Exercise set:
A – Using the corn silk abstract, answer each question:
(i) Which assay measured cell proliferation?
(ii) How many corn silk fractions were prepared, and from what were they prepared?
(iii) Which two compounds showed bioactivities similar to those of YMS-EA?
B – From the corn silk abstract, reproduce word for word the passage between "The ethyl acetate" and "from diabetes-induced failure.", inclusive.

Source passage:
*** Begin section ***

The ethyl acetate fraction of corn silk exhibits dual antioxidant and anti-glycation activities and protects insulin-secreting cells from glucotoxicity.

BACKGROUND: In this study, we aimed to develop a Stigmata Maydis (corn silk) fraction with dual bio-activities against oxidative stress and protein glycation to protect β-cells from diabetes-induced failure.

METHODS: Corn silk fractions were prepared by partition and chemically characterised by thin-layer chromatography. Free radical scavenging assay, glycation assay, and cell-based viability test (neutral red) were employed to decide the best fraction. Cell death analysis was executed by annexin V/ Propidium iodide staining. Cell proliferation was measured by WST-1. Finally, β-cell function was evaluated by β-cell marker gene expression (RT-PCR) and acute insulin secretion test.

RESULTS: Four corn silk fractions were prepared from an ethanolic crude extract of corn silk. In vitro assays indicate ethyl acetate fraction (YMS-EA) was the most potent fraction. YMS-EA also attenuated the hydrogen peroxide- or methylglyoxal-induced induction of reactive oxygen species, reduction of cell viability, and inhibition of cell proliferation. However, YMS-EA was unable to prevent hydrogen peroxide-induced apoptosis or advanced glycation end-products-induced toxicity. Under hyperglycemic conditions, YMS-EA effectively reduced ROS levels, improved mRNA expression of insulin, glucokinase, and PDX-1, and enhanced glucose-stimulated insulin secretion. The similarity of bioactivities among apigenin, luteolin, and YMS-EA indicated that dual activities of YMS-EA might be derived from those compounds.

CONCLUSIONS: We concluded that YMS-EA fraction could be developed as a preventive food agent against the glucotoxicity to β-cells in Type 2 diabetes.

*** End section ***

Entries shown:
*** Begin section ***

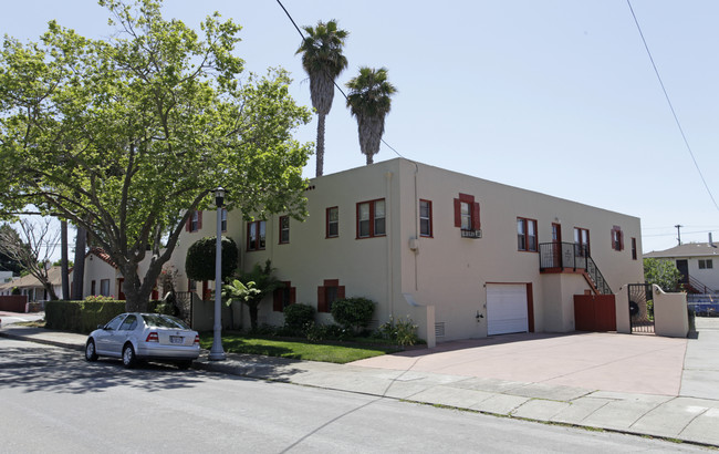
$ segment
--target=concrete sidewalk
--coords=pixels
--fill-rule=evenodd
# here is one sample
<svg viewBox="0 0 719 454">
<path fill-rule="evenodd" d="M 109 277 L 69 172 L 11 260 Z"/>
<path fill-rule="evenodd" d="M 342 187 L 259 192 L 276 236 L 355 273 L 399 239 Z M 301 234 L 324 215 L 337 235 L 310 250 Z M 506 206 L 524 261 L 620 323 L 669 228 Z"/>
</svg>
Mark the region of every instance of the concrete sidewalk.
<svg viewBox="0 0 719 454">
<path fill-rule="evenodd" d="M 585 357 L 592 357 L 600 364 L 615 364 L 616 368 L 609 369 L 597 368 L 588 362 L 583 364 L 567 358 L 570 345 L 577 343 L 577 338 L 572 338 L 572 334 L 525 336 L 519 341 L 522 342 L 521 349 L 515 342 L 506 342 L 506 337 L 499 338 L 499 342 L 496 341 L 498 338 L 487 340 L 491 345 L 471 345 L 473 341 L 461 342 L 459 345 L 440 344 L 433 350 L 379 357 L 374 359 L 375 364 L 372 364 L 373 360 L 331 364 L 243 354 L 228 354 L 227 361 L 210 362 L 207 355 L 202 354 L 195 367 L 259 380 L 359 392 L 488 414 L 652 435 L 719 447 L 719 319 L 697 319 L 697 331 L 696 339 L 688 340 L 653 336 L 624 338 L 625 343 L 631 342 L 628 345 L 636 343 L 650 347 L 646 351 L 639 350 L 638 354 L 628 353 L 629 360 L 617 361 L 612 361 L 611 357 L 616 352 L 614 347 L 609 345 L 617 339 L 623 339 L 624 334 L 603 333 L 598 337 L 579 338 L 584 341 Z M 3 326 L 0 336 L 80 351 L 83 350 L 86 339 L 81 334 L 12 324 Z M 644 339 L 637 341 L 636 338 Z M 570 341 L 565 342 L 566 339 Z M 591 342 L 592 339 L 596 342 Z M 542 345 L 542 342 L 545 343 Z M 466 348 L 457 348 L 462 345 Z M 498 350 L 501 345 L 504 345 L 504 350 Z M 604 350 L 602 345 L 605 345 Z M 586 351 L 587 349 L 591 350 Z M 507 354 L 501 353 L 512 350 L 518 354 L 520 350 L 530 353 L 524 353 L 523 358 L 512 362 L 508 360 Z M 493 351 L 494 354 L 488 351 Z M 646 355 L 654 359 L 655 372 L 666 372 L 673 367 L 667 368 L 666 364 L 659 363 L 666 361 L 674 364 L 678 351 L 686 351 L 684 364 L 680 361 L 678 365 L 674 365 L 674 369 L 679 368 L 680 378 L 674 378 L 676 372 L 665 376 L 666 380 L 657 378 L 665 383 L 659 385 L 658 391 L 652 386 L 649 389 L 654 392 L 616 391 L 612 383 L 631 383 L 635 380 L 632 376 L 614 375 L 613 380 L 602 376 L 632 370 L 636 364 L 633 364 L 631 358 L 634 358 L 634 363 L 646 367 L 643 360 Z M 545 370 L 540 370 L 536 363 L 541 361 L 536 361 L 536 358 L 546 352 L 560 358 L 554 358 L 553 362 L 546 364 Z M 655 354 L 656 352 L 659 354 Z M 502 365 L 511 363 L 514 365 Z M 489 375 L 488 371 L 497 374 L 497 370 L 502 367 L 502 373 L 512 373 L 513 370 L 517 379 L 509 375 L 482 376 Z M 638 369 L 634 369 L 636 370 Z M 566 381 L 559 380 L 572 373 L 576 373 L 576 376 L 566 378 Z M 595 381 L 588 380 L 592 374 L 596 375 Z M 631 374 L 632 372 L 624 375 Z M 592 385 L 587 386 L 586 383 Z"/>
</svg>

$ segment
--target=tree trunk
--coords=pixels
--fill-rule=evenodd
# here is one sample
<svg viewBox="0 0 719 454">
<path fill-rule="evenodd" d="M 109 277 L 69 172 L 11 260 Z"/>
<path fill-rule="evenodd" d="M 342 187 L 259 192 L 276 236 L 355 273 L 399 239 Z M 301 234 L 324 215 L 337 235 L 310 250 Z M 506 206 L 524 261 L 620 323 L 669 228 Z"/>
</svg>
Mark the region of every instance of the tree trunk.
<svg viewBox="0 0 719 454">
<path fill-rule="evenodd" d="M 87 233 L 83 227 L 77 226 L 77 236 L 75 237 L 75 265 L 72 271 L 72 299 L 75 301 L 81 301 L 83 299 L 86 246 Z"/>
<path fill-rule="evenodd" d="M 259 305 L 250 306 L 250 326 L 252 327 L 252 331 L 257 330 L 257 316 L 260 311 L 259 309 Z"/>
<path fill-rule="evenodd" d="M 69 276 L 69 264 L 67 264 L 67 221 L 62 219 L 60 220 L 60 269 L 62 274 L 62 299 L 70 299 L 70 276 Z"/>
<path fill-rule="evenodd" d="M 315 176 L 322 176 L 324 171 L 324 120 L 326 115 L 317 114 L 317 171 Z"/>
</svg>

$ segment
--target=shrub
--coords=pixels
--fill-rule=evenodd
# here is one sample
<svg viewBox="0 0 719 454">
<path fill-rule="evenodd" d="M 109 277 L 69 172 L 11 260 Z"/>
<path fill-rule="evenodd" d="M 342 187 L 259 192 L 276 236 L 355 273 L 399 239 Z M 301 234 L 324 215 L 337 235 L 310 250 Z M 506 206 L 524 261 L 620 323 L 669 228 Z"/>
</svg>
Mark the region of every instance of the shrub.
<svg viewBox="0 0 719 454">
<path fill-rule="evenodd" d="M 355 332 L 367 328 L 375 311 L 375 302 L 367 298 L 345 298 L 332 303 L 332 317 L 345 329 Z"/>
<path fill-rule="evenodd" d="M 314 321 L 314 308 L 309 305 L 290 305 L 284 313 L 284 326 L 291 330 L 302 331 L 308 324 Z"/>
<path fill-rule="evenodd" d="M 417 326 L 413 323 L 409 317 L 407 317 L 406 321 L 398 319 L 396 322 L 390 317 L 388 322 L 382 323 L 377 329 L 377 333 L 382 339 L 390 340 L 402 347 L 414 345 L 419 342 Z"/>
<path fill-rule="evenodd" d="M 344 340 L 347 338 L 347 331 L 338 324 L 316 324 L 311 321 L 304 328 L 309 341 L 317 342 L 323 340 Z"/>
</svg>

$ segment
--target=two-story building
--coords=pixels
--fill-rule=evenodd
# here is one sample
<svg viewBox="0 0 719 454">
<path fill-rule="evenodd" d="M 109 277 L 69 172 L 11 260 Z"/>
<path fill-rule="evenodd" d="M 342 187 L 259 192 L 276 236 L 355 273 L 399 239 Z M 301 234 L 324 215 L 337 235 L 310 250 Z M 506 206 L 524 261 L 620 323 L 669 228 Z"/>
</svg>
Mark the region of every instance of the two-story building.
<svg viewBox="0 0 719 454">
<path fill-rule="evenodd" d="M 574 295 L 644 280 L 638 218 L 404 158 L 313 178 L 306 197 L 303 221 L 223 214 L 241 267 L 270 259 L 286 283 L 260 322 L 281 324 L 294 302 L 330 322 L 332 302 L 356 296 L 377 302 L 376 323 L 409 317 L 430 344 L 566 332 Z M 185 257 L 215 231 L 213 211 L 192 215 L 173 256 L 180 289 L 200 293 Z"/>
</svg>

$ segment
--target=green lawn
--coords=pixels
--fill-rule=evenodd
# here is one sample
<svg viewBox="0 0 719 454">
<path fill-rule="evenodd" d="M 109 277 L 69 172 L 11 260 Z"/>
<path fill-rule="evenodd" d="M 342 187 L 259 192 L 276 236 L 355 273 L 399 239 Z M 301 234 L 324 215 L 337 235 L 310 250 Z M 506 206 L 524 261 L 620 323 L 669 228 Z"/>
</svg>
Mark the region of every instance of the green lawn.
<svg viewBox="0 0 719 454">
<path fill-rule="evenodd" d="M 200 334 L 200 347 L 208 350 L 212 347 L 212 332 L 204 332 Z M 301 339 L 277 340 L 235 333 L 222 334 L 222 348 L 227 353 L 264 354 L 268 357 L 334 362 L 338 364 L 402 350 L 396 345 L 357 344 L 350 342 L 319 343 Z"/>
</svg>

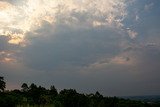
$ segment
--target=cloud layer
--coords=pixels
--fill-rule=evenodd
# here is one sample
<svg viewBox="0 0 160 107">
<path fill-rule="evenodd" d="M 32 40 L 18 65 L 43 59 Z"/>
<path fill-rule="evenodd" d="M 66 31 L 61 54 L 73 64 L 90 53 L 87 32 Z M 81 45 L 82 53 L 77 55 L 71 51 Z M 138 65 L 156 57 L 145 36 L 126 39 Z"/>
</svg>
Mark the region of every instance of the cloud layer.
<svg viewBox="0 0 160 107">
<path fill-rule="evenodd" d="M 1 0 L 0 74 L 105 95 L 159 94 L 160 4 Z"/>
</svg>

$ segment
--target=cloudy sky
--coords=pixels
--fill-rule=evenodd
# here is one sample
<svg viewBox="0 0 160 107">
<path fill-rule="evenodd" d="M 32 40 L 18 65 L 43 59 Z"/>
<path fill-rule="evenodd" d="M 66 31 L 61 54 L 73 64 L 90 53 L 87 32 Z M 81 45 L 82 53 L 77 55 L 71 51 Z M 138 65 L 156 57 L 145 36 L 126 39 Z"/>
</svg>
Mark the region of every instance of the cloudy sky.
<svg viewBox="0 0 160 107">
<path fill-rule="evenodd" d="M 106 96 L 160 94 L 159 0 L 0 0 L 0 76 Z"/>
</svg>

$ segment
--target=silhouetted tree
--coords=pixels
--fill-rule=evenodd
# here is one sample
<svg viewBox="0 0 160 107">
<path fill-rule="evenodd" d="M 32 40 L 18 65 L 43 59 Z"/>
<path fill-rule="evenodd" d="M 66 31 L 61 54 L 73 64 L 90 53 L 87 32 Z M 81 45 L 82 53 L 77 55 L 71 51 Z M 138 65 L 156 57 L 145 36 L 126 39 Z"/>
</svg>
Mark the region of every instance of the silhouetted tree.
<svg viewBox="0 0 160 107">
<path fill-rule="evenodd" d="M 22 88 L 23 92 L 28 92 L 28 90 L 29 90 L 29 87 L 28 87 L 28 85 L 26 83 L 23 83 L 21 88 Z"/>
<path fill-rule="evenodd" d="M 54 87 L 54 85 L 50 87 L 50 95 L 52 95 L 53 97 L 58 95 L 57 89 Z"/>
<path fill-rule="evenodd" d="M 0 77 L 0 91 L 4 91 L 6 88 L 6 83 L 4 82 L 4 77 Z"/>
</svg>

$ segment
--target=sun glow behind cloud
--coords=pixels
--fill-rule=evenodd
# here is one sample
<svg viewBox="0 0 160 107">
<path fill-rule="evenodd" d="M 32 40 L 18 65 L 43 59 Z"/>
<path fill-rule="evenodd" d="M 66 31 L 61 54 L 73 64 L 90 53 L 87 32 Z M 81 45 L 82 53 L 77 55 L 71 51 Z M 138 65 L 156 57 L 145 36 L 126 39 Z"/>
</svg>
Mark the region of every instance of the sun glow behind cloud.
<svg viewBox="0 0 160 107">
<path fill-rule="evenodd" d="M 23 0 L 0 1 L 0 35 L 11 36 L 11 44 L 21 44 L 27 32 L 50 24 L 122 27 L 127 11 L 125 0 Z M 84 22 L 79 19 L 84 17 Z"/>
</svg>

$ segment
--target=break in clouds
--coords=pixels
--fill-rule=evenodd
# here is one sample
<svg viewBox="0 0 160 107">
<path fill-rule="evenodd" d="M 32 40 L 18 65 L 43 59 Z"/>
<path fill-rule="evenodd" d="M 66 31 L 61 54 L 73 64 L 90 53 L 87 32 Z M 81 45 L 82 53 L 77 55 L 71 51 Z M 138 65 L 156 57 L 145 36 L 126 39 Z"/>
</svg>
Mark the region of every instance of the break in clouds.
<svg viewBox="0 0 160 107">
<path fill-rule="evenodd" d="M 105 95 L 159 94 L 158 0 L 1 0 L 0 74 Z"/>
</svg>

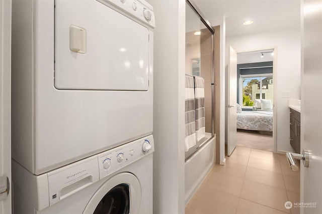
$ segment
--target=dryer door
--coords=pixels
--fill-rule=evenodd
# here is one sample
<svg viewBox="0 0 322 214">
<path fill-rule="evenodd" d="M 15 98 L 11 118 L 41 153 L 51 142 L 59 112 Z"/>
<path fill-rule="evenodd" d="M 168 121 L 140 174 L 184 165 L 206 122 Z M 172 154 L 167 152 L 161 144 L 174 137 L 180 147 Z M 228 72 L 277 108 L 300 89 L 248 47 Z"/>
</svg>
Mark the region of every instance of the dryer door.
<svg viewBox="0 0 322 214">
<path fill-rule="evenodd" d="M 118 174 L 95 192 L 83 213 L 137 213 L 141 203 L 141 186 L 135 176 Z"/>
<path fill-rule="evenodd" d="M 55 6 L 57 89 L 148 90 L 146 27 L 94 0 Z"/>
</svg>

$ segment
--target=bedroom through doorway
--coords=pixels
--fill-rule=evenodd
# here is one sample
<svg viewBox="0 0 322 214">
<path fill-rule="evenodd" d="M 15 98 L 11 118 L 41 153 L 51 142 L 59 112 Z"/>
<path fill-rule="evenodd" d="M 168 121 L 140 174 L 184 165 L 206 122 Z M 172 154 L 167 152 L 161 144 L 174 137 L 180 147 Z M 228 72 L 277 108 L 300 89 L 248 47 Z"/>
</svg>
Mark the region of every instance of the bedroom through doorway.
<svg viewBox="0 0 322 214">
<path fill-rule="evenodd" d="M 237 145 L 274 151 L 273 49 L 237 54 Z"/>
</svg>

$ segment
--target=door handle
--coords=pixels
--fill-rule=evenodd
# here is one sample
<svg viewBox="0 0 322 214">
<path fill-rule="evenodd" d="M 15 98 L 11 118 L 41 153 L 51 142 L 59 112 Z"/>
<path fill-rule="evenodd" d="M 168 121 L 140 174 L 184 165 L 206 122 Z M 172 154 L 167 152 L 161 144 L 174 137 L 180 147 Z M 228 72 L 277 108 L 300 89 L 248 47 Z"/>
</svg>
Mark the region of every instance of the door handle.
<svg viewBox="0 0 322 214">
<path fill-rule="evenodd" d="M 0 200 L 5 199 L 9 194 L 9 179 L 6 176 L 0 177 Z"/>
<path fill-rule="evenodd" d="M 307 150 L 303 149 L 302 154 L 286 152 L 285 155 L 286 155 L 286 159 L 287 159 L 287 162 L 288 162 L 290 167 L 293 171 L 297 171 L 298 170 L 298 166 L 296 165 L 294 159 L 302 160 L 304 166 L 305 167 L 308 167 L 309 158 L 308 151 Z"/>
</svg>

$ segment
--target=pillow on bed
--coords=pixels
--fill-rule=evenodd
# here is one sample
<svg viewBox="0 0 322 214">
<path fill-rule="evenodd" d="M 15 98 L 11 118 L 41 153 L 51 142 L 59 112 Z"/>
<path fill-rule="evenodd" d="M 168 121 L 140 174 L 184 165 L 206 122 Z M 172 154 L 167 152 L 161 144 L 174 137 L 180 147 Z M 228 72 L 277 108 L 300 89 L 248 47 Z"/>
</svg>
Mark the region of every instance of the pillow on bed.
<svg viewBox="0 0 322 214">
<path fill-rule="evenodd" d="M 262 109 L 273 109 L 272 101 L 270 100 L 261 100 Z"/>
<path fill-rule="evenodd" d="M 242 107 L 238 103 L 237 103 L 237 105 L 236 105 L 236 109 L 237 109 L 237 113 L 242 113 Z"/>
<path fill-rule="evenodd" d="M 254 105 L 255 106 L 256 106 L 256 108 L 259 109 L 261 108 L 261 100 L 259 100 L 258 99 L 255 99 L 255 105 Z"/>
</svg>

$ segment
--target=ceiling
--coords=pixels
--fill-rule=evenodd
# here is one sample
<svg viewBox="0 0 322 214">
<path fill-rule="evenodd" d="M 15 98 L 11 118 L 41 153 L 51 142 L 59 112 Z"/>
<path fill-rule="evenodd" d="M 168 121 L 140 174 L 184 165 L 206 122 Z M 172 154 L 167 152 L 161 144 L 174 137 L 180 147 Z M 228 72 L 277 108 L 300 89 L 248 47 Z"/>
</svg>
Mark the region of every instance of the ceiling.
<svg viewBox="0 0 322 214">
<path fill-rule="evenodd" d="M 226 37 L 300 26 L 300 0 L 192 1 L 213 26 L 225 16 Z"/>
</svg>

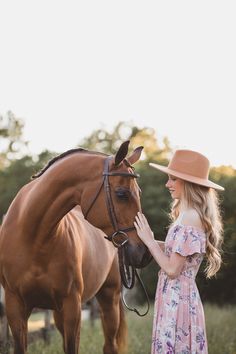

*** End section ***

Task-by-task results:
A –
(i) WST-1
(ii) Four fractions, prepared from an ethanolic crude extract of corn silk
(iii) Apigenin and luteolin

B –
The ethyl acetate fraction of corn silk exhibits dual antioxidant and anti-glycation activities and protects insulin-secreting cells from glucotoxicity.

BACKGROUND: In this study, we aimed to develop a Stigmata Maydis (corn silk) fraction with dual bio-activities against oxidative stress and protein glycation to protect β-cells from diabetes-induced failure.